(GIVEN INSTRUCTION): Pick out every line in the data below that contains the string "Class", and copy each one. Case counts.

(TASK MATERIAL):
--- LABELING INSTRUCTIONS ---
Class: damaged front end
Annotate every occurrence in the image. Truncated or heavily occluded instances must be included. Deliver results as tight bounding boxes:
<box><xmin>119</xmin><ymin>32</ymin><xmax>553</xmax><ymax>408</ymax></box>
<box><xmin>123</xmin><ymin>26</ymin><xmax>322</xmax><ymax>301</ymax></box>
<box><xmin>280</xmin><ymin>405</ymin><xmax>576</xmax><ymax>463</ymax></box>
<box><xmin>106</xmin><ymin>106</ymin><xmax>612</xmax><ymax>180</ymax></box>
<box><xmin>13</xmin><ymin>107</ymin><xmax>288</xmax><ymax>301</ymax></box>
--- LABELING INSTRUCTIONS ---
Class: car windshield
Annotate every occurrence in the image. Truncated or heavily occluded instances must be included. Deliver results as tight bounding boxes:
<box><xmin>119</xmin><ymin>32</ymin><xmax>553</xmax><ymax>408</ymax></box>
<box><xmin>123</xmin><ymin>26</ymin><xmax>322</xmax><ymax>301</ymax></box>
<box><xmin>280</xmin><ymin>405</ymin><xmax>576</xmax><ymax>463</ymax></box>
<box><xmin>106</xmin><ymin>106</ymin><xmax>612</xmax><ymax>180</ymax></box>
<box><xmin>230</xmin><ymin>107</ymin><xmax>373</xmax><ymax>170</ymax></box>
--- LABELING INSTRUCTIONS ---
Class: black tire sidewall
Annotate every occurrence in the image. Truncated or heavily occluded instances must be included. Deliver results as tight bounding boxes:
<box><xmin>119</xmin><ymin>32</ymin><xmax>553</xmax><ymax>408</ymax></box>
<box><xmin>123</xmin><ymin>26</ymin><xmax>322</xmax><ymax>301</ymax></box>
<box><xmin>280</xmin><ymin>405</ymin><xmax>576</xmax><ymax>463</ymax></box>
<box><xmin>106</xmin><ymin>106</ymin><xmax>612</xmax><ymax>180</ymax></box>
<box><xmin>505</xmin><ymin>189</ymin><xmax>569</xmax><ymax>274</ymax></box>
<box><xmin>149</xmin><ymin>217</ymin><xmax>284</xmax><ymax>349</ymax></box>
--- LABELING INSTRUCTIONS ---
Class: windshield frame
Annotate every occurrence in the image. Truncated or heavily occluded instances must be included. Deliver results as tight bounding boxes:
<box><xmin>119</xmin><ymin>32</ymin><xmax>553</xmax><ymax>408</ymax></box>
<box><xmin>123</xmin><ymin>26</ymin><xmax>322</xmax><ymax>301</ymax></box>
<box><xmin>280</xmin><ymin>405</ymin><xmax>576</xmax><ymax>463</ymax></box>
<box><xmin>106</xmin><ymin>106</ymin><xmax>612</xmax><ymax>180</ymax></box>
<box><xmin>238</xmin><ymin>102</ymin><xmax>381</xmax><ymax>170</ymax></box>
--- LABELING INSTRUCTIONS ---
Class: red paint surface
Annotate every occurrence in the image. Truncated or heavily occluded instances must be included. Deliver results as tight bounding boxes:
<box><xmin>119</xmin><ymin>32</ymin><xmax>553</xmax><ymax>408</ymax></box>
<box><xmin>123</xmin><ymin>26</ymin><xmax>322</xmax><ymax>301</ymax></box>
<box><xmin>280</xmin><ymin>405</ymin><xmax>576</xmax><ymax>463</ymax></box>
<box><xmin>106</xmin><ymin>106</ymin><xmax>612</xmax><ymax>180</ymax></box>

(CORRECT RESPONSE):
Class: damaged front end
Class: car windshield
Class: black tire sidewall
Class: windshield frame
Class: red paint surface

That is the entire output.